> Brano da leggere
= = =
OVVERO IN BASE AL CCNL DI COMPARTO L’AGENTE CAPPONI ANNA, NON POTEVA ESSERE LICENZIATA ED INVECE PER I MEDESIMI MOTIVI E’ STATA LICENZIATA DUE VOLTE!
Il Coordinamento #iostoconannacapponi vuole porre l’attenzione della cittadinanza, delle istituzioni e della stampa, la vicenda e le vicissitudini patite dall’agente Anna Capponi di Teramo, donna, lavoratrice, moglie e mamma, per far prendere coscienza della pluralità di forme di violenza perpetrate sul posto di lavoro che la maggior parte delle volte rimangono taciute per paura di ritorsioni che puntualmente avvengono, costando un prezzo carissimo come in questo caso, non con uno ma addirittura due licenziamenti senza preavviso, oltre a tutte le altre discriminazioni, vessazioni ed atti persecutori subiti dalla data del suo reintegro, nell’anno 2014 alla data del suo secondo licenziamento. Una lavoratrice che ha avuto il coraggio di denunciare, da cui prendere esempio, non può essere perseguitata dalle istituzioni tutte, le stesse preposte a far rispettare la legge.
= = =
> Esercizi
1. Trascrivi alla lettera il brano su Anna Capponi, cominciando da "Il Coordinamento #iostoconannacapponi" e proseguendo fino a "rispettare la legge.".
2. Secondo il brano su Anna Capponi, su chi il Coordinamento vuole richiamare l'attenzione? Elencali tutti.
3. Come potrebbe proseguire il brano su Anna Capponi dopo l'ultima frase? Scrivi la continuazione.

(Voci archiviate)
= = =
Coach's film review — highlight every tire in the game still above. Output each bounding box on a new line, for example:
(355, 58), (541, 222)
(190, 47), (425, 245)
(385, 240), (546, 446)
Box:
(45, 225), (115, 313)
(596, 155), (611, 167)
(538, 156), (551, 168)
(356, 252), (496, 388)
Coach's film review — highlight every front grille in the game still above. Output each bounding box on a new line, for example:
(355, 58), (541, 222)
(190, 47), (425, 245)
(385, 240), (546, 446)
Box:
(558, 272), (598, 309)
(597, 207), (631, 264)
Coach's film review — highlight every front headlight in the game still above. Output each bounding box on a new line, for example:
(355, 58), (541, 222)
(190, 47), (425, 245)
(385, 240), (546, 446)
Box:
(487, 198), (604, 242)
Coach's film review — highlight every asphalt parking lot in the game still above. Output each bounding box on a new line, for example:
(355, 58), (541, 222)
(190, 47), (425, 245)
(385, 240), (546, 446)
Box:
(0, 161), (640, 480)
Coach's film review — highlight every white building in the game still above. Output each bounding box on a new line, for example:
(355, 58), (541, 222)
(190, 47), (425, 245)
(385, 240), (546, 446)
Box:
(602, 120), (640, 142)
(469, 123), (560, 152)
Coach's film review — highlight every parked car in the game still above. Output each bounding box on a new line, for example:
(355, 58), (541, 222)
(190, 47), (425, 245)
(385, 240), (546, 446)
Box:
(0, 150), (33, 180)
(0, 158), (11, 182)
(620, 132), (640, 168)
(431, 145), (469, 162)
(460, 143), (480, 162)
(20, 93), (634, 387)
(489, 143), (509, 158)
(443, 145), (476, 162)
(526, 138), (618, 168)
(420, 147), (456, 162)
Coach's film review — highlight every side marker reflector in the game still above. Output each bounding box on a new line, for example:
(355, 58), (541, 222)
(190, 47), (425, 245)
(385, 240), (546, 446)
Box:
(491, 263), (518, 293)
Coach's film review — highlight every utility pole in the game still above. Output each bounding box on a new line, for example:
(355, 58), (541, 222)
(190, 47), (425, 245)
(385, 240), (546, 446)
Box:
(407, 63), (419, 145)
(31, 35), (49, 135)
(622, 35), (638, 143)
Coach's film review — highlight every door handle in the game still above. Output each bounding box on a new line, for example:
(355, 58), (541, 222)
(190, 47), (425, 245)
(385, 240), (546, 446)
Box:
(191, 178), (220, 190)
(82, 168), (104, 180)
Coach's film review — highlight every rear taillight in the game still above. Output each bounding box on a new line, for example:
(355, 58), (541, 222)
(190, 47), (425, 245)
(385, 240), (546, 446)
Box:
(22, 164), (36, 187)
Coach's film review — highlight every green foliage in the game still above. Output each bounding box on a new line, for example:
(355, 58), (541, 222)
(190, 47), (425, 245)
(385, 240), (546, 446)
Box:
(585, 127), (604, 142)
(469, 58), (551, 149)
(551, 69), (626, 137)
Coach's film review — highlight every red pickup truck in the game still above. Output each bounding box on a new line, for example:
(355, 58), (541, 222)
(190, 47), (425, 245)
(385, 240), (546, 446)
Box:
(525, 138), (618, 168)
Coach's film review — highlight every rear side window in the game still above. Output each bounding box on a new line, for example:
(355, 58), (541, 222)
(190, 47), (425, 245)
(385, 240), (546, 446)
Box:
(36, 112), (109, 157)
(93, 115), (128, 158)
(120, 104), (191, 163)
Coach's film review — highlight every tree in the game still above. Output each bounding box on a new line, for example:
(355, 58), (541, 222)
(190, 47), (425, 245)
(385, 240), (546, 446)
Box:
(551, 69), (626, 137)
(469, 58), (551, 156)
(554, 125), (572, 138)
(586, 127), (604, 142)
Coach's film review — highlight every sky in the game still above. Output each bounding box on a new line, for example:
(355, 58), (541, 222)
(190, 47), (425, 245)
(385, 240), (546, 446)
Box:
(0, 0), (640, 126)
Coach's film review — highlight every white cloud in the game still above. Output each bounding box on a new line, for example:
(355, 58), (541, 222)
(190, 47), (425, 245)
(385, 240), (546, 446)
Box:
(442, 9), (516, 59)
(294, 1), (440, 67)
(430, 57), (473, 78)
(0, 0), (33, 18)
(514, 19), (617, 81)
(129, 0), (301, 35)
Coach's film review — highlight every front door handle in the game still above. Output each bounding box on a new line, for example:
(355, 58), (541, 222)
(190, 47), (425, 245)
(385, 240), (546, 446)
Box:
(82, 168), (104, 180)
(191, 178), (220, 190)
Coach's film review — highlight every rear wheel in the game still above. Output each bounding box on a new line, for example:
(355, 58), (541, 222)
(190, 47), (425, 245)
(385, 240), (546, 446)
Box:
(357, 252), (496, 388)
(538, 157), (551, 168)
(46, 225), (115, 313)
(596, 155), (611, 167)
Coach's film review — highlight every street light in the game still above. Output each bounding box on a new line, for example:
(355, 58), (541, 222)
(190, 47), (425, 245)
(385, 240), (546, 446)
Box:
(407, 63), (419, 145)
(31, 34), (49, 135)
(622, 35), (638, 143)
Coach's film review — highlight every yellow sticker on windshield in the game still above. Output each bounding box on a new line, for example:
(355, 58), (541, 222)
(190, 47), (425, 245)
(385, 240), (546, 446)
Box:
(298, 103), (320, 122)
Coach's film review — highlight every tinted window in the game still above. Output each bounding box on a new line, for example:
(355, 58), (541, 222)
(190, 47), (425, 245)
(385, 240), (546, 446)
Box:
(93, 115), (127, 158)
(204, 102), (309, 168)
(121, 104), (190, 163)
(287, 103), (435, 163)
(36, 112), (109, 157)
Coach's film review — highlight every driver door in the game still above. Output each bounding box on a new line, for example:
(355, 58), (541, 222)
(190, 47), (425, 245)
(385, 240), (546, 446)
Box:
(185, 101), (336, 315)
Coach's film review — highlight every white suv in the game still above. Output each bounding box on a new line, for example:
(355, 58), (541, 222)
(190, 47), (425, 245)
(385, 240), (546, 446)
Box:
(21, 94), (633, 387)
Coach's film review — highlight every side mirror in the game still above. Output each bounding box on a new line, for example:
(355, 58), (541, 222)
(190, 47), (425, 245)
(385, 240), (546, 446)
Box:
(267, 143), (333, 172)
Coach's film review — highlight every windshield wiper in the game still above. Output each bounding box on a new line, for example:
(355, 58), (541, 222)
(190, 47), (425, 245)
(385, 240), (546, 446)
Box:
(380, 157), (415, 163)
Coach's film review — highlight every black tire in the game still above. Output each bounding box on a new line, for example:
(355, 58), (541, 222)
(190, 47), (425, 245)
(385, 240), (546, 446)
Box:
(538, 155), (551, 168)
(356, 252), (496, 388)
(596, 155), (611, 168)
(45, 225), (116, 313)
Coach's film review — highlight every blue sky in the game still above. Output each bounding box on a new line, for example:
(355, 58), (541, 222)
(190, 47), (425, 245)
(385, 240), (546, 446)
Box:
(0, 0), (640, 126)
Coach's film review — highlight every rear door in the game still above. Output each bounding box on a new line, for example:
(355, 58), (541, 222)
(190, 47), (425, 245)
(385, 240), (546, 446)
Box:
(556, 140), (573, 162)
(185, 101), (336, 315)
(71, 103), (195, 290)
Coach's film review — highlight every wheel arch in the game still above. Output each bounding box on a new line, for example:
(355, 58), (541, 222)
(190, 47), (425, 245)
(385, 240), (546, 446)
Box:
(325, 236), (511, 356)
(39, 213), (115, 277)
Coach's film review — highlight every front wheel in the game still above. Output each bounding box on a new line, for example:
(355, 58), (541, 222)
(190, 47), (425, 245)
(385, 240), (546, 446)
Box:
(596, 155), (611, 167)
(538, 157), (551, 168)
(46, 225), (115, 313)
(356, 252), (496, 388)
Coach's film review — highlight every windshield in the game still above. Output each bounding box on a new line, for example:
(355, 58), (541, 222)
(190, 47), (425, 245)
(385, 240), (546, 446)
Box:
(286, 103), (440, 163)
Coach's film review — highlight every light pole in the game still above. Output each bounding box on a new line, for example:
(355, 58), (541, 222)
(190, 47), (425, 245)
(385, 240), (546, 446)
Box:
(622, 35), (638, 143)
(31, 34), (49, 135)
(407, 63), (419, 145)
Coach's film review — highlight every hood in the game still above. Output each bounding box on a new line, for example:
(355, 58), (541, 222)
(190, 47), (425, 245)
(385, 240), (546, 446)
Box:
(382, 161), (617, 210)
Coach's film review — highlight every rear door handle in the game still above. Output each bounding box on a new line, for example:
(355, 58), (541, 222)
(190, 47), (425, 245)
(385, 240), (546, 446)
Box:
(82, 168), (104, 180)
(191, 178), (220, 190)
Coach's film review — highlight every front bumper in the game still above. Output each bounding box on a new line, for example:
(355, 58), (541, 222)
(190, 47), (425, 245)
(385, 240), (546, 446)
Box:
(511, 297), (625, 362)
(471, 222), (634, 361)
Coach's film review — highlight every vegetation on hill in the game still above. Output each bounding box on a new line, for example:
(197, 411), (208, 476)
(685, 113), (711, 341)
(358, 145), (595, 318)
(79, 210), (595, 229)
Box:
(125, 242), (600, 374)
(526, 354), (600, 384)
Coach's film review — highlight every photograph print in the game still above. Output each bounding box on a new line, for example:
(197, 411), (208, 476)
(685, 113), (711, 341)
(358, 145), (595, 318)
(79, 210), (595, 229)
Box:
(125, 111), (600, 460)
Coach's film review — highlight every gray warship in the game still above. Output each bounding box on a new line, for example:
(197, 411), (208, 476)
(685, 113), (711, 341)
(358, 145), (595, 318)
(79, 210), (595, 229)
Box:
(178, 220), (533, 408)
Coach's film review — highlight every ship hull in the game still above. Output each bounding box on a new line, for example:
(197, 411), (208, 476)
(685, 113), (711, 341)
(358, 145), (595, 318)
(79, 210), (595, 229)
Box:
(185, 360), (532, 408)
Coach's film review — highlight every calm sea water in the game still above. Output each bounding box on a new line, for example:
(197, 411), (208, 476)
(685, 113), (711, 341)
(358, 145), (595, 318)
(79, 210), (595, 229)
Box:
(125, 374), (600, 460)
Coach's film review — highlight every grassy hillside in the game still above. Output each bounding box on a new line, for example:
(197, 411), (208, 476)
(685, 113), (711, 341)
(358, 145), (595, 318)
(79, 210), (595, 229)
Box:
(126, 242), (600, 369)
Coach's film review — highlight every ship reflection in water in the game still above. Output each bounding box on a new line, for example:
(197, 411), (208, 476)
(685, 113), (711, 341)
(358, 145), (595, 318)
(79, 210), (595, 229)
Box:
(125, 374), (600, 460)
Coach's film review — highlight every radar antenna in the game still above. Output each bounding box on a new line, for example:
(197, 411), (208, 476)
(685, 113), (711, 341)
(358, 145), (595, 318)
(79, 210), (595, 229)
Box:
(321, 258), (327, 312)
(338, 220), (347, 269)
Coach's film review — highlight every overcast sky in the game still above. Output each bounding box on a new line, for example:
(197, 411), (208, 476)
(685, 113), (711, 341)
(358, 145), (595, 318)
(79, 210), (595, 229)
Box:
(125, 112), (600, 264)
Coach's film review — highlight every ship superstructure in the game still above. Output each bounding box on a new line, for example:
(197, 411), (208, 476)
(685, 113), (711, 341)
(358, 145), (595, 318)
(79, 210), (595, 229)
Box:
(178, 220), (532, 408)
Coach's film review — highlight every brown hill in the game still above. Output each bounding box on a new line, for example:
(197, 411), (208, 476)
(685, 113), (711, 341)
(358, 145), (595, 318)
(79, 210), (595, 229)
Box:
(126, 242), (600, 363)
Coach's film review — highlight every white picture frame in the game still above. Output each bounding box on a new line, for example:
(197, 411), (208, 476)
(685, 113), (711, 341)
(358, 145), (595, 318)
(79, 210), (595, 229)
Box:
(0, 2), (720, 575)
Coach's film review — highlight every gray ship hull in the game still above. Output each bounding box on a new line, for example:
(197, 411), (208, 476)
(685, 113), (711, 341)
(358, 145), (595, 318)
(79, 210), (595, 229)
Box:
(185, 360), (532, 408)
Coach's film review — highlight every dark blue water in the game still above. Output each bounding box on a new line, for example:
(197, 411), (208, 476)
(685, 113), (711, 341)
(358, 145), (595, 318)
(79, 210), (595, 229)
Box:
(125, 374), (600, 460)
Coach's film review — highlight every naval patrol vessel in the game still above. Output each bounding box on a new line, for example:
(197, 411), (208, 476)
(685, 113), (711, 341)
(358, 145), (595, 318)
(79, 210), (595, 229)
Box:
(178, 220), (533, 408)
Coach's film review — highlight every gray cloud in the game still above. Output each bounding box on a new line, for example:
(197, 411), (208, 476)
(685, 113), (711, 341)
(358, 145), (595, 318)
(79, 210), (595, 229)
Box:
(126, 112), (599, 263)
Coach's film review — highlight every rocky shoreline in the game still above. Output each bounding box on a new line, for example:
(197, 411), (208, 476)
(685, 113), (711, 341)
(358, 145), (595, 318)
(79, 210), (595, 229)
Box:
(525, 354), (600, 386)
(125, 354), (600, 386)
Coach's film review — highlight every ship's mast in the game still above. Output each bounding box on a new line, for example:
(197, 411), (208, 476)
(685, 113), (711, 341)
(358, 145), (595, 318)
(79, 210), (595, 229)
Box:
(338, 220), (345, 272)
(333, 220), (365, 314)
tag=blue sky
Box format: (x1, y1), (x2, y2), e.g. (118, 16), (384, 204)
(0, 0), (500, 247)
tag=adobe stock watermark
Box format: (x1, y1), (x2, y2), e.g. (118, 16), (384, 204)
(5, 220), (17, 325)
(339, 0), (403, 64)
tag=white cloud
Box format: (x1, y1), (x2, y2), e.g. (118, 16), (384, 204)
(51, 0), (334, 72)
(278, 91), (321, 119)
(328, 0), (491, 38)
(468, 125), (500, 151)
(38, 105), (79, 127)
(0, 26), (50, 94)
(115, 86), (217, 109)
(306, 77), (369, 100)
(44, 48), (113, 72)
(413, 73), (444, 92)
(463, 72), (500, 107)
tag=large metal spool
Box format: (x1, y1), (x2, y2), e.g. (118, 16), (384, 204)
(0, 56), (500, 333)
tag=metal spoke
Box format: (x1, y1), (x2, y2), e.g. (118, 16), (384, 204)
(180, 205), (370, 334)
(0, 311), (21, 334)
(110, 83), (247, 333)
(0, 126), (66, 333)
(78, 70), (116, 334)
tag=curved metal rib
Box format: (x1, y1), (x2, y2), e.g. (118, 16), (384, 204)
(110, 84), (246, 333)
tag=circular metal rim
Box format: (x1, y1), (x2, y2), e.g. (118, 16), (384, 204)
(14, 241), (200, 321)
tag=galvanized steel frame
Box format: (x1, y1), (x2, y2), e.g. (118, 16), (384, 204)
= = =
> Soluzioni
1.
Il Coordinamento #iostoconannacapponi vuole porre l’attenzione della cittadinanza, delle istituzioni e della stampa, la vicenda e le vicissitudini patite dall’agente Anna Capponi di Teramo, donna, lavoratrice, moglie e mamma, per far prendere coscienza della pluralità di forme di violenza perpetrate sul posto di lavoro che la maggior parte delle volte rimangono taciute per paura di ritorsioni che puntualmente avvengono, costando un prezzo carissimo come in questo caso, non con uno ma addirittura due licenziamenti senza preavviso, oltre a tutte le altre discriminazioni, vessazioni ed atti persecutori subiti dalla data del suo reintegro, nell’anno 2014 alla data del suo secondo licenziamento. Una lavoratrice che ha avuto il coraggio di denunciare, da cui prendere esempio, non può essere perseguitata dalle istituzioni tutte, le stesse preposte a far rispettare la legge.

2. La cittadinanza, le istituzioni e la stampa.

3.
Il caso di Anna Capponi, che da sola e per sei lunghi anni ha tenuto testa, fegato e cuore combattendo e denunciando i soprusi subiti, per identificarsi con tutte le donne che hanno il diritto di svolgere il proprio lavoro in maniera piena, indisturbata e serena e per risvegliare la consapevolezza della coscienza femminile, continuamente minacciata dalla (pre)potenza di un messaggio distorto ed a sfondo maschilista, è divenuto un caso nazionale tanto che, al suo fianco, oltre alla Consigliera di parità Monica Brandiferri, la Consigliera Regionale Alessandra Genco ed il Sindacato di Categoria CSA Dipartimento Polizia locale (coordinamento provinciale di Teramo), si sono schierate diverse Associazioni Nazionali a sostegno delle vittime di violenza prima tra tutte l’associazione A.I.D.E. Nettuno (Associazione Indipendente Donne Europee) Presidente Anna Silvia Angelini, responsabile anche dello sportello antiviolenza “Uscita di Sicurezza” di Nettuno, alla quale si sono unite sempre più associazioni territoriali e nazionali”.